== Problem statement ==
Would you return the complete listing below word for word?

++++ The data

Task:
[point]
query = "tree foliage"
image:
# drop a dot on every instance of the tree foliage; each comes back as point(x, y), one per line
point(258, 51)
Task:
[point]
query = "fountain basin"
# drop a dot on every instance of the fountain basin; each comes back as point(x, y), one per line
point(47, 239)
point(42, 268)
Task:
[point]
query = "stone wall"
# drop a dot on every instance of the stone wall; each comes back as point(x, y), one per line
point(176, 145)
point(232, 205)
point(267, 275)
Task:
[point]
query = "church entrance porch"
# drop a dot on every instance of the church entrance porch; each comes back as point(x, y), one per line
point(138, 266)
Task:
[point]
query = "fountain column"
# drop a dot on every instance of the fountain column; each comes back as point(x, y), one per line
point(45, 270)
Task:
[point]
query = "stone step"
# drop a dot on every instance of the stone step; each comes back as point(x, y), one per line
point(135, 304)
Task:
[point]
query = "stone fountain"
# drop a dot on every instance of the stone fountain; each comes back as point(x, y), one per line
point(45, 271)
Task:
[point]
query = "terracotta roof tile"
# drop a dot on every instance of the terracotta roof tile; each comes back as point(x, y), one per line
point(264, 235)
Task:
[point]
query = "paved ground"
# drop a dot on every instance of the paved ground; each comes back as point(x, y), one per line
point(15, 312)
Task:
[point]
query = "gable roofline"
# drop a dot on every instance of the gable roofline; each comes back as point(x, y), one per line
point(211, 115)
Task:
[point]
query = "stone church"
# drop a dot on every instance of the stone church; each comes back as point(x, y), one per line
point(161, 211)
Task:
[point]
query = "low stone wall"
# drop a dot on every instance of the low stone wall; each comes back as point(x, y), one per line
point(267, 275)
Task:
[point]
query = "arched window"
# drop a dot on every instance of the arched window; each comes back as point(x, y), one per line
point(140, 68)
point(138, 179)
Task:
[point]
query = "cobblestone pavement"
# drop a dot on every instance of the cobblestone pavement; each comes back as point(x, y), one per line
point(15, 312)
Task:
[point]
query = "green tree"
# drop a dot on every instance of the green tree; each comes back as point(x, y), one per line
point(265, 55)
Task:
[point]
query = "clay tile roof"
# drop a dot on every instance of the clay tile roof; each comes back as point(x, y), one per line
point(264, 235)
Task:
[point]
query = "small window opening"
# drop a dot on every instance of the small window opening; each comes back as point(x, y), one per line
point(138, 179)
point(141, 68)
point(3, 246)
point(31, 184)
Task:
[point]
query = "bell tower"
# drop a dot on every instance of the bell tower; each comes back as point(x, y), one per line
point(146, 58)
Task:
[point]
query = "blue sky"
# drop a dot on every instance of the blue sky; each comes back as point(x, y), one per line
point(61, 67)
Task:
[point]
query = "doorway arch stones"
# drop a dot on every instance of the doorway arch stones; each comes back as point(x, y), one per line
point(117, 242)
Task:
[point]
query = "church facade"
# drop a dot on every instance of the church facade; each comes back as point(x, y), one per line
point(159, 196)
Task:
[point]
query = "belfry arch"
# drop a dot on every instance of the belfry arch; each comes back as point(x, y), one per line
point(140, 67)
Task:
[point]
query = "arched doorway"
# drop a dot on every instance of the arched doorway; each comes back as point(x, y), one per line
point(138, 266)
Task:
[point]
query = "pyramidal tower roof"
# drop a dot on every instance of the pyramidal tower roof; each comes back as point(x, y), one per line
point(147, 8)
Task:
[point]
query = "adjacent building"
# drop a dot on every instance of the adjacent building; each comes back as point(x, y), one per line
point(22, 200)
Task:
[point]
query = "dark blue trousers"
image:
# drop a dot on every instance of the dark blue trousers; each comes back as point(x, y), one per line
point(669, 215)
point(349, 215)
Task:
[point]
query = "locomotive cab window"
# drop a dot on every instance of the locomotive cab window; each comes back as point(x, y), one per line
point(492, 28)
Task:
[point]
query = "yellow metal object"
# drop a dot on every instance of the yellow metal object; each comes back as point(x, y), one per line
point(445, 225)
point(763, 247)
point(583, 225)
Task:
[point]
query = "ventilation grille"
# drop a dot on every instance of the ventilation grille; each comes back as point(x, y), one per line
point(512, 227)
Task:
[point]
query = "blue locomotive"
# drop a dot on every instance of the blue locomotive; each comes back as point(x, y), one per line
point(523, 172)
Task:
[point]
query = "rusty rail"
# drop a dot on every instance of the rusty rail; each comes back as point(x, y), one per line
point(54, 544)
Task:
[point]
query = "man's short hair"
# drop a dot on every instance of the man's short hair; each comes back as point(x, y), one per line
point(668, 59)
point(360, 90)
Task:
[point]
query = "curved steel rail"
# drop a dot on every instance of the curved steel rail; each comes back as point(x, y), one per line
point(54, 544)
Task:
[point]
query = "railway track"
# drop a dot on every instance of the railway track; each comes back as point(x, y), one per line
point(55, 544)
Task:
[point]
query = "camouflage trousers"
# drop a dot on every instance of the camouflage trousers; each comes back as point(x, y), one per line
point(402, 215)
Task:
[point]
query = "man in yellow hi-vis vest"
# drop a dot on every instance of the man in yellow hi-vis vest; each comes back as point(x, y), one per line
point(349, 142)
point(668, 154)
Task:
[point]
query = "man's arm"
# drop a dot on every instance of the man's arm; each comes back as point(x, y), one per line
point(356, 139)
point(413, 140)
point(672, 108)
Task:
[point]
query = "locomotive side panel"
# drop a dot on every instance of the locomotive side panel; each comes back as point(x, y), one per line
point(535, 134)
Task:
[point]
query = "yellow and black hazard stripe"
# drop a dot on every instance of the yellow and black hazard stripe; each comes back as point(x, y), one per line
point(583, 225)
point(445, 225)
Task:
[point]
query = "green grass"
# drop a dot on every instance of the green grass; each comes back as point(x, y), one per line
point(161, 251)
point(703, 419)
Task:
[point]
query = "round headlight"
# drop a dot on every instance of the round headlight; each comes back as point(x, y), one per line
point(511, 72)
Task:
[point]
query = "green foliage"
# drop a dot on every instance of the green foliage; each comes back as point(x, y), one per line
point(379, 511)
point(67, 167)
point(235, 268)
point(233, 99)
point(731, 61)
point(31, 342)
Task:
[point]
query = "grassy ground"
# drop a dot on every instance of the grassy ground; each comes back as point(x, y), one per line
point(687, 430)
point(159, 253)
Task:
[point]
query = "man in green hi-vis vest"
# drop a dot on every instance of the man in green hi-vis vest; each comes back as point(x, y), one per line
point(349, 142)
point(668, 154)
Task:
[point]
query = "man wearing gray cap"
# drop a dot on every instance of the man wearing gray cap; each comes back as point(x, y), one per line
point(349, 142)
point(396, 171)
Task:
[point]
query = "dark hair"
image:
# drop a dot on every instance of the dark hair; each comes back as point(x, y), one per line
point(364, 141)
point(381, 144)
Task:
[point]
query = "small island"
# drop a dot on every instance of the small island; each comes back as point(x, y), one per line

++++++++

== Answer to the problem ==
Task:
[point]
query = "tree foliage"
image:
# drop a dot on every instance of the tree foliage; each comes back as point(x, y), one per line
point(258, 51)
Task:
[point]
query = "fountain basin"
# drop a dot on every instance of the fountain basin; each comes back as point(x, y), one per line
point(47, 239)
point(42, 268)
Task:
[point]
query = "stone wall"
# drop a dot on every instance of the stone wall; each comes back as point(x, y), one per line
point(176, 145)
point(232, 205)
point(267, 275)
Task:
[point]
query = "church entrance porch"
# drop a dot on every instance of the church entrance porch; each comes back as point(x, y), one per line
point(138, 266)
Task:
[point]
query = "fountain column"
# drop a dot on every instance of the fountain column; each comes back as point(x, y), one per line
point(45, 270)
Task:
[point]
query = "stone step"
# drop a dot on every instance of the stone step; each comes back as point(x, y), one per line
point(135, 304)
Task:
[point]
query = "stone fountain"
# drop a dot on every instance of the stone fountain; each comes back as point(x, y), one per line
point(45, 271)
Task:
[point]
query = "terracotta roof tile"
# drop a dot on every instance of the terracotta roof tile; each comes back as point(x, y), one per line
point(264, 235)
Task:
[point]
query = "paved ground"
# drop a dot on every instance of the paved ground; each comes back as point(x, y), one per line
point(15, 312)
Task:
[point]
query = "gable roofline"
# drop a dot on every instance of the gable roofline; each comes back as point(x, y), one per line
point(211, 115)
Task:
[point]
query = "stone church"
# drop a dot on every instance of the stone church; each comes back as point(x, y), one per line
point(161, 211)
Task:
[point]
query = "low stone wall"
# drop a dot on every instance of the low stone wall; each comes back as point(x, y), one per line
point(267, 275)
Task:
[point]
query = "arched window"
# drop a dot on every instance of the arched window; each comes back as point(x, y), one per line
point(140, 68)
point(138, 179)
Task:
[point]
query = "cobblestone pavement"
# drop a dot on every instance of the cobblestone pavement; each comes back as point(x, y), one per line
point(15, 312)
Task:
[point]
query = "green tree"
# drop a dot on every instance of the green tree; each comes back as point(x, y), one per line
point(265, 55)
Task:
[point]
query = "clay tile roof"
# drop a dot on every instance of the clay tile roof; each comes back as point(x, y), one per line
point(264, 235)
Task:
[point]
query = "small window opening"
# drop a dot on every instance of the small window opening; each comes back as point(x, y), one per line
point(138, 179)
point(141, 68)
point(3, 246)
point(31, 184)
Task:
[point]
query = "bell tower"
# drop a dot on every instance of the bell tower; each comes back as point(x, y), one per line
point(146, 58)
Task:
[point]
query = "blue sky"
# drop a dot on every instance of the blue sky; each comes back as point(x, y), one per line
point(61, 67)
Task:
[point]
query = "doorway arch stones"
# drop a dot on every instance of the doorway arch stones; each comes back as point(x, y), one per line
point(117, 242)
Task:
[point]
query = "church facade"
# drop a dot on every instance of the church facade; each comes back as point(x, y), one per line
point(159, 196)
Task:
[point]
query = "belfry arch"
# drop a dot on every instance of the belfry arch; each comes back as point(x, y), one per line
point(140, 67)
Task:
[point]
query = "arched doorway"
# drop a dot on every instance of the arched doorway; each comes back as point(x, y), one per line
point(138, 266)
Task:
[point]
query = "pyramidal tower roof"
# drop a dot on every instance of the pyramidal tower roof; each comes back as point(x, y), one per line
point(147, 8)
Task:
[point]
query = "adjacent building"
# drop a dot on every instance of the adjacent building; each comes back as point(x, y), one per line
point(22, 200)
Task:
[point]
query = "dark blue trousers"
image:
# drop a dot on every instance of the dark blue trousers; each comes back as point(x, y), one per line
point(669, 215)
point(349, 215)
Task:
[point]
query = "locomotive cab window"
# drop a dot on every instance of the locomotive cab window; each comes back as point(x, y), one per line
point(492, 28)
Task:
[point]
query = "yellow metal object"
# drop a dot on every instance of the yellow metal object; each comes back as point(x, y), one per line
point(445, 225)
point(763, 247)
point(583, 225)
Task:
[point]
query = "ventilation grille"
# drop a dot on every instance of the ventilation grille; each comes back as point(x, y), one per line
point(512, 227)
Task:
[point]
query = "blue locomotive"
# drop a dot on every instance of the blue locomotive; each comes back as point(x, y), one per line
point(523, 172)
Task:
[point]
query = "rusty rail"
# drop a dot on every instance of the rusty rail; each comes back as point(x, y), one per line
point(54, 544)
Task:
[point]
query = "man's short hair"
# drop a dot on every instance of the man's short hair; each comes back as point(x, y), one per line
point(668, 59)
point(360, 90)
Task:
[point]
query = "curved steel rail"
# drop a dot on every instance of the curved steel rail; each comes back as point(x, y), one per line
point(54, 544)
Task:
[point]
query = "railway track"
# drop a dot on every instance of the railway track; each comes back as point(x, y), one per line
point(55, 544)
Task:
[point]
query = "camouflage trousers"
# drop a dot on every instance of the camouflage trousers; each comes back as point(x, y), one per line
point(402, 215)
Task:
[point]
query = "man in yellow hi-vis vest"
# drop a dot on every instance of the man in yellow hi-vis vest; each comes back as point(x, y), one per line
point(349, 142)
point(668, 154)
Task:
[point]
query = "man's arm"
# drop a dot on every instance of the man's arm; each comes back as point(x, y), one per line
point(356, 139)
point(413, 140)
point(672, 108)
Task:
[point]
query = "locomotive side panel"
# drop a dot on every instance of the locomotive side panel; each comes back as point(x, y), one per line
point(535, 134)
Task:
[point]
query = "yellow and black hazard stripe"
# drop a dot on every instance of the yellow and black hazard stripe; each comes back as point(x, y), one per line
point(583, 225)
point(445, 225)
Task:
[point]
query = "green grass"
# drop a dot on every instance of the green grass; each comes back as point(x, y), one per line
point(161, 251)
point(703, 419)
Task:
[point]
query = "round headlight"
# drop a dot on every instance of the round headlight; each comes back as point(x, y), one per line
point(511, 72)
Task:
[point]
query = "green foliage"
# drop a dot on every instance of the green foliage; each comes back as point(x, y), one per line
point(379, 511)
point(67, 167)
point(235, 268)
point(233, 99)
point(731, 61)
point(31, 342)
Task:
[point]
query = "grassy ground"
# drop a dot on every instance of the grassy ground; each comes back as point(x, y), one per line
point(687, 430)
point(159, 253)
Task:
[point]
query = "man in green hi-vis vest"
# drop a dot on every instance of the man in green hi-vis vest; each comes back as point(x, y), one per line
point(349, 142)
point(668, 154)
Task:
[point]
query = "man wearing gray cap"
# drop a dot on every instance of the man wearing gray cap; each comes back as point(x, y), one per line
point(349, 142)
point(396, 171)
Task:
[point]
query = "dark hair"
image:
# drop a dot on every instance of the dark hair; each comes back as point(x, y), one per line
point(364, 141)
point(381, 144)
Task:
[point]
query = "small island"
# drop a dot on every instance of the small island; each comes back as point(x, y), one per line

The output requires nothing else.